Output the lines from the one containing "the snow on ground" through the end of the lines, inclusive, repeated verbatim.

##### AVAILABLE DATA #####

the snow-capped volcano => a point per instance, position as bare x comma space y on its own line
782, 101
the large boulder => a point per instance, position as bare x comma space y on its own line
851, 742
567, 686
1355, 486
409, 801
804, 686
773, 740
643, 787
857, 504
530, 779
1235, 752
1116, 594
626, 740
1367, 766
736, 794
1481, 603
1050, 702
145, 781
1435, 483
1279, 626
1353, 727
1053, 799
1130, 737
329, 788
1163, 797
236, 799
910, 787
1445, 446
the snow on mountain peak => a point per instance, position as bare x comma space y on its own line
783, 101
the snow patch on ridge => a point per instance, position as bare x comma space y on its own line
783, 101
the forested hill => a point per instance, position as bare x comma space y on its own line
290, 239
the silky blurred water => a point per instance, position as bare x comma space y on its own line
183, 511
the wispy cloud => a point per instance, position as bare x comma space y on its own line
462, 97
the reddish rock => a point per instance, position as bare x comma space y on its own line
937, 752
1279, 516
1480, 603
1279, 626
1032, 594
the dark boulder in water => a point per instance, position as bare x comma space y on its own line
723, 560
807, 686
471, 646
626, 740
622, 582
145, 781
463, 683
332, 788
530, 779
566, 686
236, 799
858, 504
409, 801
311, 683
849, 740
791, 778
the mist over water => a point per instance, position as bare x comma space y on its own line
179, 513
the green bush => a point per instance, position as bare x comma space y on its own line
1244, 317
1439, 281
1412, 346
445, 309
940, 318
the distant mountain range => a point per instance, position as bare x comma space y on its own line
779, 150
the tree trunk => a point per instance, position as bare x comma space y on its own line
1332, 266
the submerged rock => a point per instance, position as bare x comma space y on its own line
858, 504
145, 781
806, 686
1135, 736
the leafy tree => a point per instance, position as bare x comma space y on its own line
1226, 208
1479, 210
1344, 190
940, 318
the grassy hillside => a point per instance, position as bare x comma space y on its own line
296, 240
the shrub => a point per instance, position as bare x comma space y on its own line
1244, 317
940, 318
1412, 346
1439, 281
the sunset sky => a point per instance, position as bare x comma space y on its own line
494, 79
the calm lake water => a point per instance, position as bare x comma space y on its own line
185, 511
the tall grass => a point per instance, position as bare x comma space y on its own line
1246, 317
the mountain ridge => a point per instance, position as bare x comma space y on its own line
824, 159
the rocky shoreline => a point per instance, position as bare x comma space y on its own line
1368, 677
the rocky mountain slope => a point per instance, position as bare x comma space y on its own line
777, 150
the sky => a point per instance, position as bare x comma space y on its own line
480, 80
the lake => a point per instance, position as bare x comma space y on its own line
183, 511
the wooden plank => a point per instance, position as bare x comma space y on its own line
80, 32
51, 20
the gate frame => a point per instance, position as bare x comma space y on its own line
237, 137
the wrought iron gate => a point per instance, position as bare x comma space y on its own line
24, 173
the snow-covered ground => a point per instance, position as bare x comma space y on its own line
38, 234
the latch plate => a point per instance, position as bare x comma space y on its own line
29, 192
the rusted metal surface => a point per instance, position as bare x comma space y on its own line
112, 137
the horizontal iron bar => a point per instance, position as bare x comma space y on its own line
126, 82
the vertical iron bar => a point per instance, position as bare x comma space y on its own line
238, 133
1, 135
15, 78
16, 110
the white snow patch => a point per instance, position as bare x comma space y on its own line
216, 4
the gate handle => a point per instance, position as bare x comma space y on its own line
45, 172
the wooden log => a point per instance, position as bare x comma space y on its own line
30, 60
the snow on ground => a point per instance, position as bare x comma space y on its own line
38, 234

#####

EXERCISE RESPONSE ▸
the snow on ground => a point per instance, position as bare x comma space y on its own line
38, 234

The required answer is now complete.